┌─ SOURCE DATA

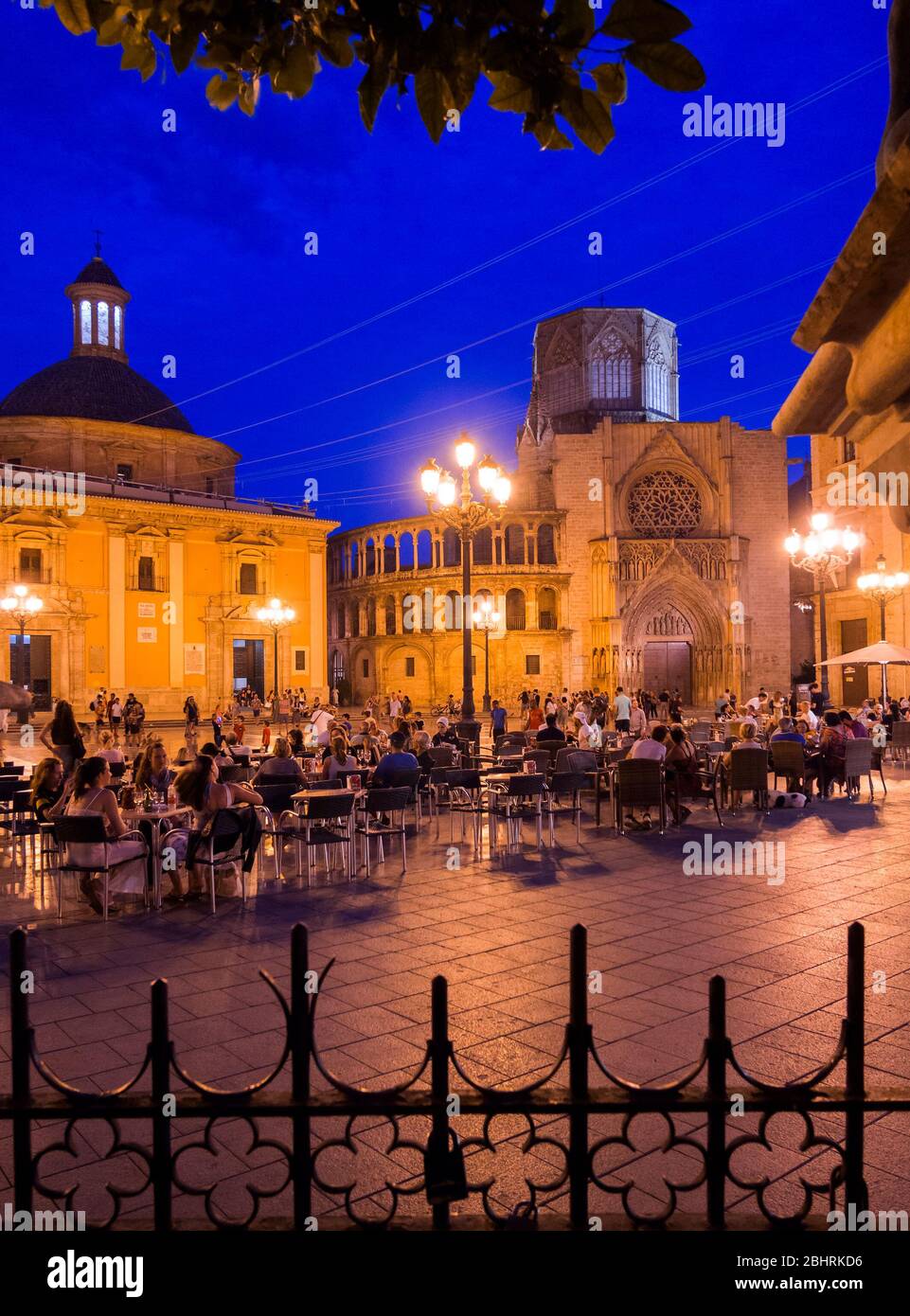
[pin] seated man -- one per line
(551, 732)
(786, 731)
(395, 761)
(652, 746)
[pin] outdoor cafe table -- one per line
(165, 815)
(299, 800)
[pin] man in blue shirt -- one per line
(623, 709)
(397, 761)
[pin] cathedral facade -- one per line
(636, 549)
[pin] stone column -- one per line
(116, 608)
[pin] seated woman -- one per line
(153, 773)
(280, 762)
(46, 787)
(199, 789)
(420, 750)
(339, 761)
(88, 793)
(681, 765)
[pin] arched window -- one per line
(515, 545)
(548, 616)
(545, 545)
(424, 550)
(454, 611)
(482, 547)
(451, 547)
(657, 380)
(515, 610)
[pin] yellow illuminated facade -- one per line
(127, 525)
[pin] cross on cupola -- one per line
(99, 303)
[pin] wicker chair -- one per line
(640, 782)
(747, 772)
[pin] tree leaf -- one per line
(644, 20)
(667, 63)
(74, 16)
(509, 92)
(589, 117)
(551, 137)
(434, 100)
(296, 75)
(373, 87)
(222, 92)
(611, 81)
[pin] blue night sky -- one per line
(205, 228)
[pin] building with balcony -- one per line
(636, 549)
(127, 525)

└─

• [WORK INSTRUCTION] Could the lines above be copied out exactly, with no image carried over?

• [WRITTEN ANSWER]
[pin] seated man -- one per line
(551, 732)
(786, 731)
(395, 761)
(652, 746)
[pin] outdoor cafe table -- one per line
(165, 815)
(299, 800)
[pin] man in blue shirt -- one per line
(623, 709)
(397, 761)
[pin] cathedral facade -- one per line
(636, 549)
[pin] stone column -- one per line
(116, 608)
[pin] seated woman -- one per line
(153, 773)
(280, 762)
(46, 787)
(199, 789)
(420, 750)
(339, 761)
(88, 793)
(681, 765)
[pin] arched window -- one per line
(515, 545)
(548, 616)
(545, 545)
(424, 550)
(454, 611)
(482, 547)
(451, 547)
(657, 380)
(515, 610)
[pin] yellow illuminated facade -- one per line
(127, 525)
[pin] cross on cupola -- one per line
(99, 303)
[pin] wicker chair -- one per line
(640, 782)
(747, 772)
[pin] tree leaf -- one per line
(644, 20)
(667, 63)
(74, 16)
(509, 92)
(589, 117)
(551, 137)
(434, 100)
(296, 75)
(373, 87)
(222, 92)
(611, 81)
[pin] blue night sky -- one per line
(205, 228)
[pin] building with balcony -- one per line
(636, 549)
(127, 525)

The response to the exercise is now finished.